Why Students Need to Know: They need to know this information as it is a basic concept in any algebra one course. They will be tested on the concept several times including the WyCAS, ACT and SAT. This will also prepare them for future math courses in Algebra.
Demographic Information: The students in the district are quite varied. There is a high level of lower SES students and there is significant percentage of students on IEP’s. Classes are generally made up of partially motivated kids with some “slackers”.
What Students Already Know: The students will know how to graph linear equations in a variety of forms. They will also know to solve multi-step equations.
What Students Need to Know About Topic: Students will learn 3 methods to solve Systems of Linear Equations and will then apply those skills to solve a “real-world” problem. Students will gain a deeper understanding of the concept of the different equations through the “real-world” problem.
Selection of
Content/Rationale
Goals of Unit:
1. Students will understand several methods to solve systems of equations.
2. Students will discern among methods to determine best method for a problem.
3. Students will better understand what is expected when presenting real-world data to a wide audience.

_Short problem 1_
In the unit plan on systems of linear equations, how many methods for solving these systems will students learn?
_Short problem 2_
Write what comes next in the unit plan on systems of linear equations, picking up after its last stated goal.
You won't need the entries.

Data records
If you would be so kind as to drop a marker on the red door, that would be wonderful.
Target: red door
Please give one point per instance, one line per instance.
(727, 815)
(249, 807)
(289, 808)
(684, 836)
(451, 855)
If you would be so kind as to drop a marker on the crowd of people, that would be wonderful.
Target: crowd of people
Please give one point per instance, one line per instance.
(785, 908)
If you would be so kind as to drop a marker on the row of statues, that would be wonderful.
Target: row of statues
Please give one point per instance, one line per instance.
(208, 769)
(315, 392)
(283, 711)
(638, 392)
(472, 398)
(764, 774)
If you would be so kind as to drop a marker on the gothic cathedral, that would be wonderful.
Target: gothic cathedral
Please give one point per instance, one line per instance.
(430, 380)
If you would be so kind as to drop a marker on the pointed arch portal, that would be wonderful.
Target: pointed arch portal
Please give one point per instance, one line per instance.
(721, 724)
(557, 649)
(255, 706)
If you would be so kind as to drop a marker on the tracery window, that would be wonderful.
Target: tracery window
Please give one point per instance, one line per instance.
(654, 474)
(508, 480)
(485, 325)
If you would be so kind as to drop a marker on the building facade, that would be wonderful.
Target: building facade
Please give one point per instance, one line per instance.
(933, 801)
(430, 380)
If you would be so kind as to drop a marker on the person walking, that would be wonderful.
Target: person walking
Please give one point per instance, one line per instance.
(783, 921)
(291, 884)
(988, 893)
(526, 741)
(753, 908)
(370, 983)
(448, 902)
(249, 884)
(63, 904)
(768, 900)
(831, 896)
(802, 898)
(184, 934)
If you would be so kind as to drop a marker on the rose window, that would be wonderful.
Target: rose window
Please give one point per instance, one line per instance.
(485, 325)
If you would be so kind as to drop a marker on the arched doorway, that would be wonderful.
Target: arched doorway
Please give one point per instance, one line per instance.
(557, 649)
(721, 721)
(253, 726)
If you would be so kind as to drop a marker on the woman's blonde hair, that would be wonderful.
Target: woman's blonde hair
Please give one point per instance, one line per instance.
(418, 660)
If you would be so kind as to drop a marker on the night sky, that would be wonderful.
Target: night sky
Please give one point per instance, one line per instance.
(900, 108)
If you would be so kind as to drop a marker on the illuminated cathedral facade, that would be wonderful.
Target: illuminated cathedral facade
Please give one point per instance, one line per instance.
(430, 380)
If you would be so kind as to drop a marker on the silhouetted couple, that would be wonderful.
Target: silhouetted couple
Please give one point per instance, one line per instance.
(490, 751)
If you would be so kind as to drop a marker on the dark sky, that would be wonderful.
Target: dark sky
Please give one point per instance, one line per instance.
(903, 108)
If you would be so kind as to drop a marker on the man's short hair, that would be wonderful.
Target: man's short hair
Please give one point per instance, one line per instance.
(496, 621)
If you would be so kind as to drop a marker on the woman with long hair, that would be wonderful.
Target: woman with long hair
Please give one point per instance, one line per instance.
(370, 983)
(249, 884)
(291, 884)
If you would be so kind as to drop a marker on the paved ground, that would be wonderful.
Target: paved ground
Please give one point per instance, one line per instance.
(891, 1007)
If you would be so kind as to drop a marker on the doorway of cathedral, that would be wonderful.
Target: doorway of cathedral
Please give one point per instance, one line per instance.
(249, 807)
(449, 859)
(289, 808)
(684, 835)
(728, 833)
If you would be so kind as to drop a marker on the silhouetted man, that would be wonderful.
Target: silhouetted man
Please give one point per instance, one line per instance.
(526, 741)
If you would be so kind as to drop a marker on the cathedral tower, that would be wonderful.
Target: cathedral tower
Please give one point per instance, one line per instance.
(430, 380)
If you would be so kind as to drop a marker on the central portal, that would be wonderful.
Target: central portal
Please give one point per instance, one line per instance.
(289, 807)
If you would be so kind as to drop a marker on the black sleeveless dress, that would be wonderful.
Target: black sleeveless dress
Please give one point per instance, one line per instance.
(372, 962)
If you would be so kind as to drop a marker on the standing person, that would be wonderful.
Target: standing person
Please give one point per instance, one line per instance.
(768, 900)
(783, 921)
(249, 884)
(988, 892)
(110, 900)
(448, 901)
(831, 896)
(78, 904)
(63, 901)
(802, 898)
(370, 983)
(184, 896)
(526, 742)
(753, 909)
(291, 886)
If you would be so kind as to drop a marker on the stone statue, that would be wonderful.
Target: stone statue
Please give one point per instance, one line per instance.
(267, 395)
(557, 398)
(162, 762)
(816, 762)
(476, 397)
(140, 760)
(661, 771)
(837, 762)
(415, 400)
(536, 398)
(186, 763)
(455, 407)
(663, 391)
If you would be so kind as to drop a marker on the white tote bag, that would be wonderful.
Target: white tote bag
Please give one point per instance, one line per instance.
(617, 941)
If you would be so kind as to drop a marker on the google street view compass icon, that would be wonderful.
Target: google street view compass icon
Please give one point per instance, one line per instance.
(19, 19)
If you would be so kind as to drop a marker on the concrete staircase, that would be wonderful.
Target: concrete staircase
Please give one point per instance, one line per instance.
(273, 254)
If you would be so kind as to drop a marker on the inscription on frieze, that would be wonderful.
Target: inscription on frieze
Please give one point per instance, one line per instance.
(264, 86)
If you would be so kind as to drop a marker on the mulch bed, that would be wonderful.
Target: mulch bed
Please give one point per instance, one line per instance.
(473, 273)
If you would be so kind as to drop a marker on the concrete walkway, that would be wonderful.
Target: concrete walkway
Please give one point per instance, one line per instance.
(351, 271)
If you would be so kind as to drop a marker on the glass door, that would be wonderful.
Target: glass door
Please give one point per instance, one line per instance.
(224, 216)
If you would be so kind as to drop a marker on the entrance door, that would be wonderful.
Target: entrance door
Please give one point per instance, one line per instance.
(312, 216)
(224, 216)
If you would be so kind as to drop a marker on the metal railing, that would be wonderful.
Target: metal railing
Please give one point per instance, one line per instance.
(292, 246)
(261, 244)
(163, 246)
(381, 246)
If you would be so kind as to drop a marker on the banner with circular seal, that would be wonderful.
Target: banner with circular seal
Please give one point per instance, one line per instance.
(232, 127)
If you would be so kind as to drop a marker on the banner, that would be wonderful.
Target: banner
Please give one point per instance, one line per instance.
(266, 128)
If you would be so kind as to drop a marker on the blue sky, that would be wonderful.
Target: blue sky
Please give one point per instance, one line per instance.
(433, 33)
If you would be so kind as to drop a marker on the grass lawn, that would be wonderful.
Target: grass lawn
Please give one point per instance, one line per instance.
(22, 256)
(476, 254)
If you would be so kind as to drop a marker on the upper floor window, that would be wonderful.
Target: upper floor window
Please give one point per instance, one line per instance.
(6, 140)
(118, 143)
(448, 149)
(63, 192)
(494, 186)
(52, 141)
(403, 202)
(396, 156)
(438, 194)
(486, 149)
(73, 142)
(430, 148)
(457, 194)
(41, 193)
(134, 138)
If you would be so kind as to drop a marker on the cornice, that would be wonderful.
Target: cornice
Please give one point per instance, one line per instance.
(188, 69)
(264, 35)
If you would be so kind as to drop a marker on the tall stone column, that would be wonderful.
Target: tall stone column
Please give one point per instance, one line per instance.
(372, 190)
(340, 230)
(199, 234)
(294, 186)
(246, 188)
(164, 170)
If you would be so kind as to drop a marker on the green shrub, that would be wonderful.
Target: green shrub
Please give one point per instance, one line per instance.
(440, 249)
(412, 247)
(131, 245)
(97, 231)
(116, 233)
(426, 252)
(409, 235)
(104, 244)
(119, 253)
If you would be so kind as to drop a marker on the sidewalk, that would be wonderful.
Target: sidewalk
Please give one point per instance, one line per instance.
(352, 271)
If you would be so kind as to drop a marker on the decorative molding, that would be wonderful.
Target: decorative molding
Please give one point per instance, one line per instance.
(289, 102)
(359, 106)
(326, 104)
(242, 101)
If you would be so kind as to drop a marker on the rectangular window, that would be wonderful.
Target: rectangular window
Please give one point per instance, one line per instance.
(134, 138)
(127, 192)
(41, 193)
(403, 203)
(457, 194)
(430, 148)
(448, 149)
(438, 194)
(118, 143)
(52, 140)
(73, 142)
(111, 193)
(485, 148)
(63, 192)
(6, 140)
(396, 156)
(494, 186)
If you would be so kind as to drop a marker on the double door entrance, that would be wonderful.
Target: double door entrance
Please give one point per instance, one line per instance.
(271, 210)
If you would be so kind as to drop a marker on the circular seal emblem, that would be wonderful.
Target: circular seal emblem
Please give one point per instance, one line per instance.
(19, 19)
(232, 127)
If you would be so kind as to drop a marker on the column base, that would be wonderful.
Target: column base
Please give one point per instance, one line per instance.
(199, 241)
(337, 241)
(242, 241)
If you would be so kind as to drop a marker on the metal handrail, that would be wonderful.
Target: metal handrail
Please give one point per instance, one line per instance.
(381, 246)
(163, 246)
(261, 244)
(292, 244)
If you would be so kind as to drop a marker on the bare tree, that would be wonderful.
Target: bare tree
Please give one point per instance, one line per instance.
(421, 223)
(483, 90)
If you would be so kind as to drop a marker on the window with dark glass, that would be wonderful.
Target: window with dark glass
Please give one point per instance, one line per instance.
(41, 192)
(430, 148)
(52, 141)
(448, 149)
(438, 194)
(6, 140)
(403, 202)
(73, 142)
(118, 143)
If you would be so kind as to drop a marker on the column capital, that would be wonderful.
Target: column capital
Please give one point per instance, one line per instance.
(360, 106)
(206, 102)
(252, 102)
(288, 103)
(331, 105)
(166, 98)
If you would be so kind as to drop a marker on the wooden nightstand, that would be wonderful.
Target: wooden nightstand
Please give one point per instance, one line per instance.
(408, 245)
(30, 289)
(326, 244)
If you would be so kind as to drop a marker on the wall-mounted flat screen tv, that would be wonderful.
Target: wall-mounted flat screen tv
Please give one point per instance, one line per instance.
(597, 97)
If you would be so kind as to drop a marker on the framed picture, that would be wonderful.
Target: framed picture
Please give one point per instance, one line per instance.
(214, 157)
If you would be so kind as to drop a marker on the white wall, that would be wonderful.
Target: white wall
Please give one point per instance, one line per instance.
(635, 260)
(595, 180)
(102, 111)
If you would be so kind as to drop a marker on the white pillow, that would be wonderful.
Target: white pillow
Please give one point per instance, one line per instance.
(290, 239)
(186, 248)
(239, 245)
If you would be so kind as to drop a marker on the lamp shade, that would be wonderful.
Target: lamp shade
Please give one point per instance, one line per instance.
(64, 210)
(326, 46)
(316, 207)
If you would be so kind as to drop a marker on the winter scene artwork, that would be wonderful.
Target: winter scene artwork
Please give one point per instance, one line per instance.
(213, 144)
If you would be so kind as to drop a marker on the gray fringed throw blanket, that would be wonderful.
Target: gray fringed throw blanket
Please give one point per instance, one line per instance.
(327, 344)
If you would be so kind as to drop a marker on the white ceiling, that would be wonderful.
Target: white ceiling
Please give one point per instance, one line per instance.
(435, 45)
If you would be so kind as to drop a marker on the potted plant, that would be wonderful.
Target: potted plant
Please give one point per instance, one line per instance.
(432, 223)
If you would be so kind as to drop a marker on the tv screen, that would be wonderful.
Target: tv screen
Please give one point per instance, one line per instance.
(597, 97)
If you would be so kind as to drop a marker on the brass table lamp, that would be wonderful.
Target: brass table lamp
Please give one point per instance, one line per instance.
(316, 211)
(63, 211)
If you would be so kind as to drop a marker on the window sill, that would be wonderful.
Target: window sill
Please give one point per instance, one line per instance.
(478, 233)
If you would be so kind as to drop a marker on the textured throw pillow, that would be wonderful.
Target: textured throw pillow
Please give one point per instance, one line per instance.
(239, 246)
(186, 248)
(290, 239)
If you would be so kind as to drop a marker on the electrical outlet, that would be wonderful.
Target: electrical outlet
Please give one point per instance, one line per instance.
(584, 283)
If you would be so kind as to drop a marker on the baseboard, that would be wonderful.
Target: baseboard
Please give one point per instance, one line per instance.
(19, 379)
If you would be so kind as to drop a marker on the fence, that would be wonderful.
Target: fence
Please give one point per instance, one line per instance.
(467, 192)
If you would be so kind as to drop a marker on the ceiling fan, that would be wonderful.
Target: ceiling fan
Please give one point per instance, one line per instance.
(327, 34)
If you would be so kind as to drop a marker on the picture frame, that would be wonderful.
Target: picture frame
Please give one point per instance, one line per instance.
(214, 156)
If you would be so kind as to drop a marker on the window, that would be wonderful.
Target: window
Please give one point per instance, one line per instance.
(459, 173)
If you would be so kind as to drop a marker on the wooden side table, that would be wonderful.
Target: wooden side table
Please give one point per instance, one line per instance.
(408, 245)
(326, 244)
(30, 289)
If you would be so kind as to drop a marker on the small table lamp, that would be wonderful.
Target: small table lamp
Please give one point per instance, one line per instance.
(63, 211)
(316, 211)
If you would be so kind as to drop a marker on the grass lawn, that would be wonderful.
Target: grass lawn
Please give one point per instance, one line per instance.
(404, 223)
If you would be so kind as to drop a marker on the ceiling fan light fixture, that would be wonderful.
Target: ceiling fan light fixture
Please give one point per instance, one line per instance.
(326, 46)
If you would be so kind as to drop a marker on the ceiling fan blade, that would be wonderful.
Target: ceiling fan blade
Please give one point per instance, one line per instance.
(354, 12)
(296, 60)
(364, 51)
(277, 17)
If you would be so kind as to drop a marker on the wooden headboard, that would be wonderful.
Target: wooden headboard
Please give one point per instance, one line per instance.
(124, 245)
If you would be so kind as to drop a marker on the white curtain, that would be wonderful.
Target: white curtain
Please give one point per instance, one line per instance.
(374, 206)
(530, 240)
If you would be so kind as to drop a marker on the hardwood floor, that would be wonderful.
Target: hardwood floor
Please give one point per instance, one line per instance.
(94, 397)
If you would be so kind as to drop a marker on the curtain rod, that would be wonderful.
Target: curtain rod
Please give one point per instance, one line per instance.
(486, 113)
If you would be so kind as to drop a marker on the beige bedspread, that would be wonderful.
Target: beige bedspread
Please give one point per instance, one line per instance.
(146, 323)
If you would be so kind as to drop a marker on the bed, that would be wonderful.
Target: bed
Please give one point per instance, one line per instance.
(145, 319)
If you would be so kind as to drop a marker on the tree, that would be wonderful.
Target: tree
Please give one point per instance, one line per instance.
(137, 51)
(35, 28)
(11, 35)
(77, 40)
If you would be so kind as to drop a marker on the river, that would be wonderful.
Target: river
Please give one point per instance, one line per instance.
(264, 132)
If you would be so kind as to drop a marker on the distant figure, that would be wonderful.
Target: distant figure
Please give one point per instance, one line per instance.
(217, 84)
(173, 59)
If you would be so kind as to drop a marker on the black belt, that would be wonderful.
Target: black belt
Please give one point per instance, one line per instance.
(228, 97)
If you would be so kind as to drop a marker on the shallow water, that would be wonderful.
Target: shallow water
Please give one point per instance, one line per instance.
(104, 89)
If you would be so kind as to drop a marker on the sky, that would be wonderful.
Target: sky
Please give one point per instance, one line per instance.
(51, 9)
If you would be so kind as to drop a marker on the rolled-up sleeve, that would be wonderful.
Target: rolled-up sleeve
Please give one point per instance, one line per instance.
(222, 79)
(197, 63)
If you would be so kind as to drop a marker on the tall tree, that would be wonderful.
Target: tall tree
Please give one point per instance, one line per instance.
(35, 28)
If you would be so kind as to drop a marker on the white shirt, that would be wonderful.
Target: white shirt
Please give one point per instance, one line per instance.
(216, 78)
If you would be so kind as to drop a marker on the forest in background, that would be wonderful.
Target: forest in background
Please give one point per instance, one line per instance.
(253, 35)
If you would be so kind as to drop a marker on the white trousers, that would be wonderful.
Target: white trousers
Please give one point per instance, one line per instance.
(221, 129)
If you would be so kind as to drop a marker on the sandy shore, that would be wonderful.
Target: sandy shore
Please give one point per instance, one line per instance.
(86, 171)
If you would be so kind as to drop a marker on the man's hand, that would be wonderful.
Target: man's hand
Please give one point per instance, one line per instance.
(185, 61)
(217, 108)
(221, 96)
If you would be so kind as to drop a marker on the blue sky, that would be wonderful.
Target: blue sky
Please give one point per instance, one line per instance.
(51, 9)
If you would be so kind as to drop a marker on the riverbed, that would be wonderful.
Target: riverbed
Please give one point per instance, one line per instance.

_Final answer 1_
Three methods.

_Final answer 2_
4. Students will understand how technology can aid in their productions.
5. Students will better understand how collaboration can increase proficiency in their productions.
6. Students will be able to see how slope plays a significant role in predictions.
7. Students will gain an understanding of how mathematics plays a vital role in predictions and how these predictions are best guess estimates.
8. Students will gain insights into strategies of Internet research.
How These Goals Tie Into Horizontal Articulation: This unit ties in with other concepts taught in Algebra 1. They learn about and apply linear equations before this unit. They also learn how to write and solve equations from given data. After this unit, students will use these concepts to begin linear programming with inequalities which is covered in Algebra 2.
How These Goals Tie Into Vertical Articulation: This unit will prepare them for concepts that will be revisited in greater detail in Algebra 2. The presentation and use of research will also help them with other projects in many other classes.
Fulfillment of State and National Standards: See the chart below. Standards that are met are noted with an “A”.
How These Goals Match My Philosophical Beliefs: These goals match many of my philosophical beliefs. I wrote this unit, and adapted an activity that was developed by my department. This unit is an extension of my beliefs and methods. I believe that allowing the students to learn information in a more “traditional” manner and then apply that information in a more activity-based, real-world manner allows them to learn a deeper more engaging level. I like the combination of instructional strategies because it allows for different types of learning. I believe that in our society of honoring differences it is our responsibility to teach using several methods so that their learning differences can be honored.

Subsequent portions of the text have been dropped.